First Quorum of the Seventy
- April 4, 2015 – October 5, 2019
- Called by: Thomas S. Monson
- End reason: Designated as emeritus general authority

15th President of Brigham Young University–Idaho

In office
- August 19, 2005 – April 13, 2015
- Predecessor: David A. Bednar
- Successor: Clark Gilbert

Personal details
- Born: March 20, 1949 (age 77) Salt Lake City, Utah, U.S.
- Education: Harvard University (BA, MA, PhD)
- Spouse(s): Sue Lorraine Hunt Clark
- Children: 7

= Kim B. Clark =

American academic

Kim Bryce Clark (born March 20, 1949) is an American scholar, educator, and religious leader who has been a general authority of the Church of Jesus Christ of Latter-day Saints (LDS Church) since April 2015, and was the church's seventeenth commissioner of church education from 2015 to 2019. He served previously as the fifteenth president of Brigham Young University–Idaho from 2005 to 2015, and as the dean of the Harvard Business School (HBS) from 1995 to 2005, where he was also the George F. Baker Professor of Business Administration.

==Early life and education==
Kim B. Clark was born on March 20, 1949, in Salt Lake City, Utah. He and his family lived in Salt Lake City until 1960, when his father's new job required them to move to Spokane, Washington. Clark matriculated at Harvard University in 1967 as a pre-med major and left after his freshman year to serve as a missionary for the LDS Church in Germany. Following his mission, Clark enrolled for a time at Brigham Young University. In 1971, he resumed his studies at Harvard, where he received his BA (1974), MA (1977), and PhD (1978) in economics.

Clark joined the Harvard faculty in 1978 and served as dean of HBS from 1995 to 2005.

As a professor at HBS, Clark's research focused on modularity in design and the integration of technology and competition in industry evolution, particularly within the computer industry. He has published several articles in the Harvard Business Review and peer-reviewed academic journals. A few of his papers were co-authored with former HBS associate dean and former BYU-Hawaii president Steven C. Wheelwright.

With a variety of co-authors, Clark published an important series of studies on technological innovation. The organizational linkages, or integration, required to accomplish an innovation is a thread that runs through these studies. These insights culminated in his book with Carliss Baldwin, “Design Rules: The Power of Modularity,” which explores the rules for integrating components that shaped innovation in the computer industry as well as many others. His various articles and books have been cited more than 20,000 times according to Google Scholar.

### Instructions
**1.** Copy the stretch of the Kim B. Clark biography from "15th President of" through "City, Utah, U.S.".
**2.** List each academic degree that the Kim B. Clark biography says he received from Harvard, with the year given for each.
**3.** Answer these questions from the Kim B. Clark biography:
(a) In what year did Clark's family move from Salt Lake City to Spokane, Washington?
(b) Who succeeded Clark as president of Brigham Young University–Idaho?
(c) According to Google Scholar, how many times have his articles and books been cited?

### Supplied information

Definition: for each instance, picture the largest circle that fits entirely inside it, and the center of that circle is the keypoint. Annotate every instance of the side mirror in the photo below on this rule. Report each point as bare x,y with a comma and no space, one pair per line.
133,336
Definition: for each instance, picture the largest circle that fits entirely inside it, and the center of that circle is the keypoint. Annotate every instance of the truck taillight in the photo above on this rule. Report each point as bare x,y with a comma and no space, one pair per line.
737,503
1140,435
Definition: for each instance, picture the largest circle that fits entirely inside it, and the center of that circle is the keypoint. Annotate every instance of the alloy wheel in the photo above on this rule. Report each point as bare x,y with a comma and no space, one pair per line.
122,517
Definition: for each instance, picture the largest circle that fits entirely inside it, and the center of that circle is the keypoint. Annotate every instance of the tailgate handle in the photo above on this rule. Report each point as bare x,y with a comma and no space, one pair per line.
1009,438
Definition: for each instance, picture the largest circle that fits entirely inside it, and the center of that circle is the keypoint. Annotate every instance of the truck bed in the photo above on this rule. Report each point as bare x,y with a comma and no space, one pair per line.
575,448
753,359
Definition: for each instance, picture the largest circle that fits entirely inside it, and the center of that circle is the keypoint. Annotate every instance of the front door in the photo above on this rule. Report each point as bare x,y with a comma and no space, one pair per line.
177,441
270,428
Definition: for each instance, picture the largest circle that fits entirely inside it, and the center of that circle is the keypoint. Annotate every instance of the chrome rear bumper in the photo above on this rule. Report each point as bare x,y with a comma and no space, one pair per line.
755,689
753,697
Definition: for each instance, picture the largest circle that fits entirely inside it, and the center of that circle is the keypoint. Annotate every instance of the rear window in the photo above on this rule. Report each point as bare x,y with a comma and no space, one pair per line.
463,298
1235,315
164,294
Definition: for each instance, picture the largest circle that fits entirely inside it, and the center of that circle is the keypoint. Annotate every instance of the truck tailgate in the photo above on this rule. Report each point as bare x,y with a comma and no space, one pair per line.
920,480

### Solved tasks
**1.**
15th President of Brigham Young University–Idaho

In office
- August 19, 2005 – April 13, 2015
- Predecessor: David A. Bednar
- Successor: Clark Gilbert

Personal details
- Born: March 20, 1949 (age 77) Salt Lake City, Utah, U.S.

**2.**
BA (1974)
MA (1977)
PhD (1978)

**3.**
(a) 1960
(b) Clark Gilbert
(c) More than 20,000 times